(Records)
┄┄┄┄┄┄

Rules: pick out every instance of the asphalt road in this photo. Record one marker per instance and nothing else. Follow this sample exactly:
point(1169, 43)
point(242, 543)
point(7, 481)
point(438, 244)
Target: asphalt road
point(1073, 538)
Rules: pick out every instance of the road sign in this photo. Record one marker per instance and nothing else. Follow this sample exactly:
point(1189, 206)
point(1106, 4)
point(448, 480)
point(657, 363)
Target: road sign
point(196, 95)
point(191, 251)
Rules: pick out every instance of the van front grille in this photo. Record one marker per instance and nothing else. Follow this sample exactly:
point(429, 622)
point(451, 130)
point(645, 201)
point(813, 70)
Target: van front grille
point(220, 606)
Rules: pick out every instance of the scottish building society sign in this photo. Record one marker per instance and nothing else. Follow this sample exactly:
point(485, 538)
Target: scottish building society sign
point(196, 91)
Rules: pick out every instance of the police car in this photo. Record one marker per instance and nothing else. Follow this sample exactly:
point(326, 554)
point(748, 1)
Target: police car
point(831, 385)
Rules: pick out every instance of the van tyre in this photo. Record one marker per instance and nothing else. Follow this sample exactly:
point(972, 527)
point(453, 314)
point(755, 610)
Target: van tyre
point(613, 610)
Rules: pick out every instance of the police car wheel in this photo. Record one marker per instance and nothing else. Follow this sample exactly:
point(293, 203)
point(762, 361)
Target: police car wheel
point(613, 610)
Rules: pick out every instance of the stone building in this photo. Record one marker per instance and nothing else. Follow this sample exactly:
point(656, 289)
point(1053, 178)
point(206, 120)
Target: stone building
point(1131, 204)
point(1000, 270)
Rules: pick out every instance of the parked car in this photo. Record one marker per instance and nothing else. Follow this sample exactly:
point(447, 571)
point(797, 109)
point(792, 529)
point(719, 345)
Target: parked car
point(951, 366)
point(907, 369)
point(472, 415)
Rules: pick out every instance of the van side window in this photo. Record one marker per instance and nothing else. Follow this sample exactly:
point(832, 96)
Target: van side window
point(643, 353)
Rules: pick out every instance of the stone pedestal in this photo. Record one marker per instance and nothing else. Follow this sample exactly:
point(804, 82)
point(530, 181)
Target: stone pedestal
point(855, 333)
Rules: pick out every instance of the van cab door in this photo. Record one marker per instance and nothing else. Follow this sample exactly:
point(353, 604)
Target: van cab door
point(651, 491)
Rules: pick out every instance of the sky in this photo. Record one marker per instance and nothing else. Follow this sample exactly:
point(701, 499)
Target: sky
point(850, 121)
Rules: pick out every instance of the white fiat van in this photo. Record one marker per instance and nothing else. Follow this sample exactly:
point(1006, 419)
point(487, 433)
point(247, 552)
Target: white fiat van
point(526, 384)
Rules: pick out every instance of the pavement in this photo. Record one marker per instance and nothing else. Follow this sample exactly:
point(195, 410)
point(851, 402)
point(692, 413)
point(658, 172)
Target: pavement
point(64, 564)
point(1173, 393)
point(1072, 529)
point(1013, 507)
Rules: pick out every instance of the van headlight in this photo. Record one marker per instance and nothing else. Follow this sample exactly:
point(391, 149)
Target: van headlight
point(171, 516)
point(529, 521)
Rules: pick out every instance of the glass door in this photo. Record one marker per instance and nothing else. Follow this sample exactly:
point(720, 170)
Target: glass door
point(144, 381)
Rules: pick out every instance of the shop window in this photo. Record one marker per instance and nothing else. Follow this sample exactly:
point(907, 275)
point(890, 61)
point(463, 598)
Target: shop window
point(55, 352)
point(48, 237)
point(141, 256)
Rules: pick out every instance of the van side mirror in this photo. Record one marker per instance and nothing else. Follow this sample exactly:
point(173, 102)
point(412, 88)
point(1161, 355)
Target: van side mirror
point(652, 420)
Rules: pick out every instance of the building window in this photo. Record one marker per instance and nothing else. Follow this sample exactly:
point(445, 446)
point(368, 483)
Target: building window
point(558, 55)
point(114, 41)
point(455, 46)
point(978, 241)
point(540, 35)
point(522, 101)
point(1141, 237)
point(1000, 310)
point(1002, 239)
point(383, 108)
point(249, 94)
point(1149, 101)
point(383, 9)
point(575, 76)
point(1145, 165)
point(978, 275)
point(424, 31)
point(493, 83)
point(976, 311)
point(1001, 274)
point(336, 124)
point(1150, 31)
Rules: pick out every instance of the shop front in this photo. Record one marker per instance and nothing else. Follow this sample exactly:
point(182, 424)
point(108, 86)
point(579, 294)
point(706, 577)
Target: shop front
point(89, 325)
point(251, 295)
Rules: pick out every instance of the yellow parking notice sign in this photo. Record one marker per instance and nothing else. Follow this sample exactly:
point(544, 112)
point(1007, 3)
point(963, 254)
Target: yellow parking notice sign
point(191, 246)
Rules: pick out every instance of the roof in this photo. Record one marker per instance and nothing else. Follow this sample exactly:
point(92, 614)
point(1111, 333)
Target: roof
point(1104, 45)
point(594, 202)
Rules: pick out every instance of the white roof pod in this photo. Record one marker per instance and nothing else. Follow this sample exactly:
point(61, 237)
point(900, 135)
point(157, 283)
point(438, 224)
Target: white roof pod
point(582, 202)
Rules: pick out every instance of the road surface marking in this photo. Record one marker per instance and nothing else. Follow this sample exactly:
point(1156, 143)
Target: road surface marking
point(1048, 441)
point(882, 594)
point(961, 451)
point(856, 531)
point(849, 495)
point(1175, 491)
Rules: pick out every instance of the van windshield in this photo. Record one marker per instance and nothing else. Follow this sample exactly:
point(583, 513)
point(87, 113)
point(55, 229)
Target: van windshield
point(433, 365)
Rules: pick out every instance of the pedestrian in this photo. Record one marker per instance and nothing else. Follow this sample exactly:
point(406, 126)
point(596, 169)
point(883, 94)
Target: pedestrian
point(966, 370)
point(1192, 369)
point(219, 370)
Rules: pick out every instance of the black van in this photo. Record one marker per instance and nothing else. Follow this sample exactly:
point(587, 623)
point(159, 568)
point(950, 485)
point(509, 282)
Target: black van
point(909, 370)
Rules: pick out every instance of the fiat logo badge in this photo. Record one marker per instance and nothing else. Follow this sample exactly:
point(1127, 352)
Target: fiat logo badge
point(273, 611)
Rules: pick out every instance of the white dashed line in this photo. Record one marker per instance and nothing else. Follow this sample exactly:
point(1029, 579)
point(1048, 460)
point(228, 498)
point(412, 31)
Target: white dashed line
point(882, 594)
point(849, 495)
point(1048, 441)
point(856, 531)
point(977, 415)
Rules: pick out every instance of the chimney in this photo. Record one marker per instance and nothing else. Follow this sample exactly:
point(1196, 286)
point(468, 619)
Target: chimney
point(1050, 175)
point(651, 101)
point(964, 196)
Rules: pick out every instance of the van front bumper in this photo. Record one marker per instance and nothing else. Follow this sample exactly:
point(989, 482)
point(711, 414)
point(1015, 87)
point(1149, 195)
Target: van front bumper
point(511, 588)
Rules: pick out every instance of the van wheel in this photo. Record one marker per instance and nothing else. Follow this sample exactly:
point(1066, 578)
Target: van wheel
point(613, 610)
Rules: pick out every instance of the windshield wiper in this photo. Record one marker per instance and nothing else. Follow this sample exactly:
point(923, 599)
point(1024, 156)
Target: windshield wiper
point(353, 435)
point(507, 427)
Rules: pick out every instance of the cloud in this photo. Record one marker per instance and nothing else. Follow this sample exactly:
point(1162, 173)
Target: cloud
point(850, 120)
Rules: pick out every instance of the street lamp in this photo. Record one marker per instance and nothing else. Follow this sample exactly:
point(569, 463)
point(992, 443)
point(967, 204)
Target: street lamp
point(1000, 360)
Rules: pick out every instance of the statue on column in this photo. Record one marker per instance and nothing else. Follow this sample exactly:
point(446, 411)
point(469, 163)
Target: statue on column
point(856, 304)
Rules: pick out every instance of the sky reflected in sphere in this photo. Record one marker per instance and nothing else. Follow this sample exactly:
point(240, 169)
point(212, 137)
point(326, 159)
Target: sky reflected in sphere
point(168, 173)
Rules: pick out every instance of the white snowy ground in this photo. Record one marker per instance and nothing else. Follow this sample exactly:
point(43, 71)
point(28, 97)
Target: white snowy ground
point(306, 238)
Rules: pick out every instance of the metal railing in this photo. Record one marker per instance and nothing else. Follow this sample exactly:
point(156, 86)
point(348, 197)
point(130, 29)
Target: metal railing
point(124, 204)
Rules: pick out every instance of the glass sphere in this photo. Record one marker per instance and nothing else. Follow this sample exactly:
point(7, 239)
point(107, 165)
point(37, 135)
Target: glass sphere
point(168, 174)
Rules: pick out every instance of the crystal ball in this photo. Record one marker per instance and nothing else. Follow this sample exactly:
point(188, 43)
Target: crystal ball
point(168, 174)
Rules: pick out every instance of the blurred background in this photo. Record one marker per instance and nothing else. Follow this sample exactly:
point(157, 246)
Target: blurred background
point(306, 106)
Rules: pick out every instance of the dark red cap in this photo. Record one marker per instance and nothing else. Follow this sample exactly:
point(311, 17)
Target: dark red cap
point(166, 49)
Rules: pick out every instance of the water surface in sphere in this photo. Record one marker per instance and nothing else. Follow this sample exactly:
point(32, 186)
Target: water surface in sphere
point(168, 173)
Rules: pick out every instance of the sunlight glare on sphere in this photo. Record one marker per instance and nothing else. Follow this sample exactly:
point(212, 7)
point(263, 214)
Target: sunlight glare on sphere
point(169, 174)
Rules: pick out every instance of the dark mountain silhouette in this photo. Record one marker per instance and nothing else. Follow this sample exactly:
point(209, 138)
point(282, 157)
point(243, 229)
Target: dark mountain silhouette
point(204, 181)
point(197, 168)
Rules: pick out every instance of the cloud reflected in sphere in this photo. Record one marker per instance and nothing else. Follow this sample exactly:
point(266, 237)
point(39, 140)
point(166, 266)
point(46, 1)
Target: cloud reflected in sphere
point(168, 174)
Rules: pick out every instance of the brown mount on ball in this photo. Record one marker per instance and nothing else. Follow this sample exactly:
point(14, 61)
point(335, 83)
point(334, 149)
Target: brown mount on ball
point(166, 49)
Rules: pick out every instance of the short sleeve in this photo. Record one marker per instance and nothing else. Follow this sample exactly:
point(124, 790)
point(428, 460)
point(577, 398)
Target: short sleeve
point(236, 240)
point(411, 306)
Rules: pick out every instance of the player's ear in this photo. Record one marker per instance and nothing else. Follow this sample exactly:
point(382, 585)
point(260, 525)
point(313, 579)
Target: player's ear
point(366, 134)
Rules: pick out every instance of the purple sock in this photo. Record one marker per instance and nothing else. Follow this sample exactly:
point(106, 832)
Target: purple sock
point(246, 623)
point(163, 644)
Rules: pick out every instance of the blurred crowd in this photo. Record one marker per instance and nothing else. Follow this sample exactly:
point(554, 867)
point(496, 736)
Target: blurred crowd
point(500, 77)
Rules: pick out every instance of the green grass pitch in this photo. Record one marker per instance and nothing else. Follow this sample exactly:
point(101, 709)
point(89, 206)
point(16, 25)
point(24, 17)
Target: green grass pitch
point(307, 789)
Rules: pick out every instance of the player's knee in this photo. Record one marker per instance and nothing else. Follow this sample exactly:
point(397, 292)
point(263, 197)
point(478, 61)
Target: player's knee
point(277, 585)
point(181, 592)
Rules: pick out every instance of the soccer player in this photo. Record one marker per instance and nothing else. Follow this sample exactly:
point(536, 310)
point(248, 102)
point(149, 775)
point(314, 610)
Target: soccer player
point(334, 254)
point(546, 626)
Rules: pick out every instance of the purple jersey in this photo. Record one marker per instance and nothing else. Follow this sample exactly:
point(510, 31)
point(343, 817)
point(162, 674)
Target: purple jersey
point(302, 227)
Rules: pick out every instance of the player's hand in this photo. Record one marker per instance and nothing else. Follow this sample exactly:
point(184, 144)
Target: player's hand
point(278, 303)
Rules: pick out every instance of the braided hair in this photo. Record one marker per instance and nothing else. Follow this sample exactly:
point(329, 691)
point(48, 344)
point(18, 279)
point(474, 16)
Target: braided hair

┄┄┄┄┄┄

Task prompt
Could you rewrite everything from the first line down to the line containing "point(831, 385)", swapping "road sign" for "traffic sign" and leaving the rest unchanged?

Finished exercise
Rules: pick out every instance of the asphalt road in this photo. Record one marker per instance and nothing else. Follow this sample exactly:
point(1169, 43)
point(242, 543)
point(7, 481)
point(438, 244)
Target: asphalt road
point(1073, 538)
Rules: pick out every instance of the traffic sign in this photo. Record one marker per instance and nothing else. Follow this sample exactly:
point(1189, 206)
point(1106, 4)
point(448, 480)
point(657, 363)
Target: traffic sign
point(196, 95)
point(191, 251)
Rules: pick out every instance of the van front grille in this photo. Record one marker per instance and nothing else. Follow this sample exactly:
point(429, 622)
point(451, 130)
point(645, 201)
point(813, 70)
Target: van front grille
point(220, 606)
Rules: pick out every instance of the scottish building society sign in this photo. Record one marker per instance and nothing else. Follow this sample exactly:
point(485, 538)
Target: scottish building society sign
point(196, 91)
Rules: pick out every instance of the police car in this photo. Record one marker per instance and nothing else. Follow this sample exactly:
point(326, 554)
point(748, 1)
Target: police car
point(831, 385)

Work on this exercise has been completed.